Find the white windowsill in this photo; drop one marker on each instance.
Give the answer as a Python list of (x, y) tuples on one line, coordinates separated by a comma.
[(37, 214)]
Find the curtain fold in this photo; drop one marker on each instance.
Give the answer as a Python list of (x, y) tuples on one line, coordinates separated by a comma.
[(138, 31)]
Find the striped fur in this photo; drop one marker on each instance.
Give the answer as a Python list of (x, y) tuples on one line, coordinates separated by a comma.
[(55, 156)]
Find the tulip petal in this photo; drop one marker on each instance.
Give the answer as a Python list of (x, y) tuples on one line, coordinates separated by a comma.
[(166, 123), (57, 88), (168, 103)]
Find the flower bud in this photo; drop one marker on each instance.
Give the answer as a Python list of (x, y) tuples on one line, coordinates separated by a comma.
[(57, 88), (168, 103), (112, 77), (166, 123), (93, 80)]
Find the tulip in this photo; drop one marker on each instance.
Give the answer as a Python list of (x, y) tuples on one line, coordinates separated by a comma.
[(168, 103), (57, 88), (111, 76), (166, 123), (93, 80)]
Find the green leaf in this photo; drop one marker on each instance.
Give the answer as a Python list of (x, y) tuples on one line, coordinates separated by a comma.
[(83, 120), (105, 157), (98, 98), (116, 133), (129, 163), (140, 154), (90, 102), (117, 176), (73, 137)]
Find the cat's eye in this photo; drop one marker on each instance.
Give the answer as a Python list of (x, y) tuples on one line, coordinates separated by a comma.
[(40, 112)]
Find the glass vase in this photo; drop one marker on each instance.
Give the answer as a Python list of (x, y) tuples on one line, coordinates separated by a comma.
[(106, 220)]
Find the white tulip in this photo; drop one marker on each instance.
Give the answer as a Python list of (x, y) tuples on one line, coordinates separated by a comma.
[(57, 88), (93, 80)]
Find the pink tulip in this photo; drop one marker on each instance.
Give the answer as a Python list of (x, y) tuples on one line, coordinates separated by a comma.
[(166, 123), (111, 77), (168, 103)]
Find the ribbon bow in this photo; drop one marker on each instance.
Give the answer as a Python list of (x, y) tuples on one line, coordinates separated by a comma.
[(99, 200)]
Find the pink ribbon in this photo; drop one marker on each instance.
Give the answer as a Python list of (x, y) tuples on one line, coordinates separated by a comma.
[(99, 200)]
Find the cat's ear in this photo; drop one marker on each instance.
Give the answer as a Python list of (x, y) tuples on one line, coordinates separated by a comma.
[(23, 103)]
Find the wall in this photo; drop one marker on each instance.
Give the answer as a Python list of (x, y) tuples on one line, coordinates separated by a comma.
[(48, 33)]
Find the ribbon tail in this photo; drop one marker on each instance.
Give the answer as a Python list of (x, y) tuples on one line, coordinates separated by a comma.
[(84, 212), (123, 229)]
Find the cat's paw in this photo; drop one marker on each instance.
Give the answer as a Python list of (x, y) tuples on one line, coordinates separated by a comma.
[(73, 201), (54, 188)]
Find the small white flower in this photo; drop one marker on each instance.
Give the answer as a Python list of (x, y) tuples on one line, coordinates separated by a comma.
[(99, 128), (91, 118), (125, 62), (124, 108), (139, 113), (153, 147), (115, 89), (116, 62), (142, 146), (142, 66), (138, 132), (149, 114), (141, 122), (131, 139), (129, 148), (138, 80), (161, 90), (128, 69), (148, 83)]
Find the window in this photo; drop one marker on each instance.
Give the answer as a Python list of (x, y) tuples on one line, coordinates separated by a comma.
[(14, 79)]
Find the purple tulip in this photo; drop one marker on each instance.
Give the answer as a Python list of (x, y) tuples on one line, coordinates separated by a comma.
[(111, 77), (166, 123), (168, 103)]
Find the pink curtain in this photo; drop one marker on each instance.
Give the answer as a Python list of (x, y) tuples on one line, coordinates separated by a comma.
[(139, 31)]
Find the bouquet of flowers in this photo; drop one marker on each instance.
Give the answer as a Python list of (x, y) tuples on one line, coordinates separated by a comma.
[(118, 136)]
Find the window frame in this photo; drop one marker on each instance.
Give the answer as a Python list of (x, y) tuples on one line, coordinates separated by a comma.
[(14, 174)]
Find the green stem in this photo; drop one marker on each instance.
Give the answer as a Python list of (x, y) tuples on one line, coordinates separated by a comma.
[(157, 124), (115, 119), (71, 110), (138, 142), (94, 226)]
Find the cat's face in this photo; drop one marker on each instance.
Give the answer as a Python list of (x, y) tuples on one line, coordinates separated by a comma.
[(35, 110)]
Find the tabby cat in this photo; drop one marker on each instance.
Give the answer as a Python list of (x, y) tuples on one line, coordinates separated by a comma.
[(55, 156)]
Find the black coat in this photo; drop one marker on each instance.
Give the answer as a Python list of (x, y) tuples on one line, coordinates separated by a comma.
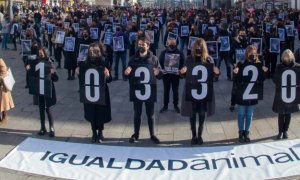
[(95, 113), (49, 101), (283, 108)]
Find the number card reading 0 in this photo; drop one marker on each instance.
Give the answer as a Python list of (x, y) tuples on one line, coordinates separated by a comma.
[(250, 82), (40, 78), (287, 83)]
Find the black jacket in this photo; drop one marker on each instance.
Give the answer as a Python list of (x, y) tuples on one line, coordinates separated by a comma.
[(50, 101), (150, 59), (162, 57)]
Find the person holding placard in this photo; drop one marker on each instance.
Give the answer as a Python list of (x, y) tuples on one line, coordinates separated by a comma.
[(184, 33), (45, 103), (7, 102), (58, 47), (239, 44), (288, 104), (270, 57), (171, 61), (245, 100), (97, 114), (144, 57), (203, 106), (290, 34)]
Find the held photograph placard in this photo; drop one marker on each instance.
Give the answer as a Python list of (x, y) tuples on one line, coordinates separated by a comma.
[(83, 52), (118, 43), (60, 37)]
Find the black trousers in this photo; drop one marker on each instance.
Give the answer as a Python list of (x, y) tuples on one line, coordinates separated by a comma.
[(138, 107), (284, 122), (14, 38), (58, 54), (270, 63), (171, 80), (42, 108), (200, 109)]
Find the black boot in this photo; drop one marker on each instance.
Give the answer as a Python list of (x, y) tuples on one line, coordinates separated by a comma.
[(194, 140), (241, 136), (94, 136), (43, 130), (100, 136), (51, 124), (154, 139), (52, 132), (69, 74), (246, 136), (200, 140), (279, 136), (285, 135)]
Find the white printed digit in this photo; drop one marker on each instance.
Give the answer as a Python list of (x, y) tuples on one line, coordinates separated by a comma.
[(138, 93), (202, 81), (88, 94), (41, 68), (247, 95), (284, 77)]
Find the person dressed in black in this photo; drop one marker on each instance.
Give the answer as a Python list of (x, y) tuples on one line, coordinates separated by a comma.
[(174, 61), (144, 56), (97, 114), (192, 108), (45, 103), (270, 57), (239, 42), (284, 110)]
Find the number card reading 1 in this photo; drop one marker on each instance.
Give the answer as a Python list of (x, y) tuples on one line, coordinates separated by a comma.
[(142, 84), (287, 86), (40, 78), (92, 89), (199, 82), (250, 82)]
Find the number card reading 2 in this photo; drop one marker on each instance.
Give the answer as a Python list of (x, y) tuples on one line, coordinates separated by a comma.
[(93, 88), (287, 85), (142, 84), (40, 78), (250, 82), (199, 82)]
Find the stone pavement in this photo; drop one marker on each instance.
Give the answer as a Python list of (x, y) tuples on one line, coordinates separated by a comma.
[(172, 129)]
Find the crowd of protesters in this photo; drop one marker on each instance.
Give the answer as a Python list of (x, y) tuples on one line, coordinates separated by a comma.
[(144, 31)]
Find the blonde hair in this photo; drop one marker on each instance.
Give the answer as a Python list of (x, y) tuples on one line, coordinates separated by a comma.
[(200, 43), (248, 50), (288, 53)]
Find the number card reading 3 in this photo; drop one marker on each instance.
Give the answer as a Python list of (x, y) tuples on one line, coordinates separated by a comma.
[(287, 85), (250, 82), (199, 82), (142, 84)]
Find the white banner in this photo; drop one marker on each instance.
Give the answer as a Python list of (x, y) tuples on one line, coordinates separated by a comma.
[(87, 161)]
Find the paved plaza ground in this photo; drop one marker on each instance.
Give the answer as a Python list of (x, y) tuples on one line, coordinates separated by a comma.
[(171, 128)]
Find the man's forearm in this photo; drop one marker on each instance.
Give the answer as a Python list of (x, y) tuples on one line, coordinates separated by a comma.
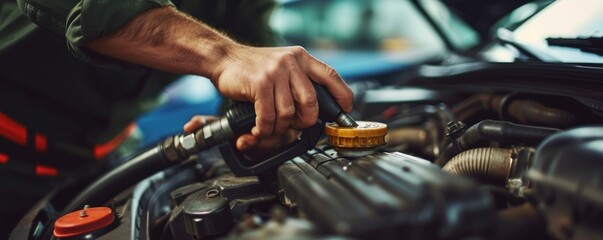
********
Cosa fare: Duplica senza alcuna modifica le righe dei record riportati sopra, partendo da quella che contiene "Find the curtain" e terminando con quella che contiene "[(166, 123), (57, 88), (168, 103)]", estremi compresi.

La soluzione:
Find the curtain fold in this photo; drop one marker on each instance.
Give the answer as a Python list of (x, y) tuples on one line, coordinates separated by a comma.
[(138, 31)]
Find the striped fur in this photo; drop one marker on each instance.
Give the answer as a Python list of (x, y) tuples on one line, coordinates separated by a comma.
[(55, 156)]
Find the tulip petal in this photo; drop one marker on each instance.
Give the answer as a Python list of (x, y) tuples on one line, coordinates separated by a comma.
[(166, 123), (57, 88), (168, 103)]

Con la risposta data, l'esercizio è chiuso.